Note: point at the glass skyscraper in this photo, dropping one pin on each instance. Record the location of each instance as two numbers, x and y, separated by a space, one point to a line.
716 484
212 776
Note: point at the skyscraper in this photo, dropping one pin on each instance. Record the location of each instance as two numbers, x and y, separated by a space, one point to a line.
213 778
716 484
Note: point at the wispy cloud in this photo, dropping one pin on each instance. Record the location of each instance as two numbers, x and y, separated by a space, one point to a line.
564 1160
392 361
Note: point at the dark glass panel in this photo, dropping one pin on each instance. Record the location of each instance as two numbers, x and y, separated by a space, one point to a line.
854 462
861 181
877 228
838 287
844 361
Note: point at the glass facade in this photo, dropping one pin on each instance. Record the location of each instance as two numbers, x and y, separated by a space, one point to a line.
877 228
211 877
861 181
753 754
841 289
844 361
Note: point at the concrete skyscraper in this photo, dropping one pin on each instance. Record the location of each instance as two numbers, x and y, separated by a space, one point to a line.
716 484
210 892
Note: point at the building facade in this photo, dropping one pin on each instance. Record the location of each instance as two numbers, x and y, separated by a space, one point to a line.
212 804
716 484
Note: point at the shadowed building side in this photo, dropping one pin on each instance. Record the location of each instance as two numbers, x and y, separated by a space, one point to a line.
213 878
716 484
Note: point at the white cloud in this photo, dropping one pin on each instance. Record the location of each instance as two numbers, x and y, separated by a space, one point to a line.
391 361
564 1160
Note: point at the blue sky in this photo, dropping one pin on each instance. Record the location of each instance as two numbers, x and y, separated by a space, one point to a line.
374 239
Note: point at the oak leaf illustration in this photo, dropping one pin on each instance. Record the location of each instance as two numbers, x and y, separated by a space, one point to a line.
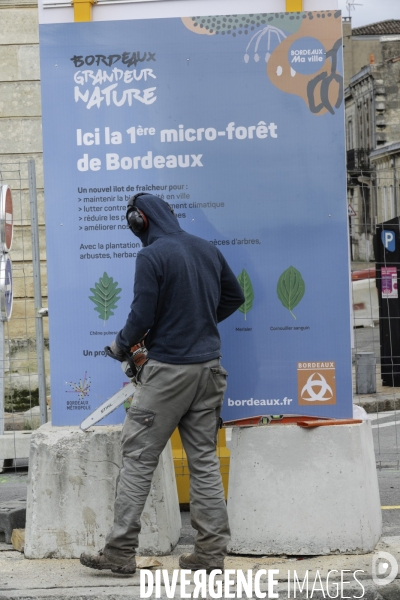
290 288
105 296
247 287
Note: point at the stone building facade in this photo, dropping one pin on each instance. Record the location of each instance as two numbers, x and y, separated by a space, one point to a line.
372 101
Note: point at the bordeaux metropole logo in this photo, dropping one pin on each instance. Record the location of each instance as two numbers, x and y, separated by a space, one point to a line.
384 568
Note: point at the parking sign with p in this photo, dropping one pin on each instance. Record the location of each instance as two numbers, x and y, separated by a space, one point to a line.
388 240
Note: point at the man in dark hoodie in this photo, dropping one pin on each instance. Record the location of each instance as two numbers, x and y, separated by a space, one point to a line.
183 288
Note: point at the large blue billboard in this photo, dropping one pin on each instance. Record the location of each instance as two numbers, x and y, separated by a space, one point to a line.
237 121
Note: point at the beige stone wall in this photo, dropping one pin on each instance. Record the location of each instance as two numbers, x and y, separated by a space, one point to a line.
357 51
20 139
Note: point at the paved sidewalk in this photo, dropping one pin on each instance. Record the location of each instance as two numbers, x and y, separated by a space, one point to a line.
53 579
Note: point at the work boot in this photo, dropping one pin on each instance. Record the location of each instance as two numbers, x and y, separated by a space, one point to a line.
194 563
100 562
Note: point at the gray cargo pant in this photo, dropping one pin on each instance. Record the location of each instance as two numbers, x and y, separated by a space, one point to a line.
169 396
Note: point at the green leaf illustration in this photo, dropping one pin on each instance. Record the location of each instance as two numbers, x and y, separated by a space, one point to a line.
290 288
105 296
246 285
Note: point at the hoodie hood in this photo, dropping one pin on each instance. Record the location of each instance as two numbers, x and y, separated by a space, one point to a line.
161 220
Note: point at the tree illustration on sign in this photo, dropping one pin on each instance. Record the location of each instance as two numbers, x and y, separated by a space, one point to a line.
290 288
246 285
105 296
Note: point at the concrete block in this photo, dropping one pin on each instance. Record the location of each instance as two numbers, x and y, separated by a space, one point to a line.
18 539
301 491
71 494
19 26
15 444
20 99
12 516
21 135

-=-=-=-=-

[Task goal] Each line, from the one that holds "Note: point at the hoodie" through the last line of the entries, must be repeated exactly. Leave out everything else.

[Answer area]
Note: point at the hoodie hood in this photo, dropping one pin on each instance. Record the location of each instance as two numbers, x and y, separated by a space, one point to a line.
161 220
Note: point at the tree illustration on sign in this photo, dropping one pin on each instance. Record the location of each instance as two numbers, x and y, separated by a space, one point to a line.
290 288
246 285
105 296
Note: point at the concrete block in this photo, dropping one pin on each instance. Record the location of each instance as two numbers, x and y, separated by a space, one point to a line.
18 539
301 491
71 494
19 26
15 444
20 99
12 516
21 135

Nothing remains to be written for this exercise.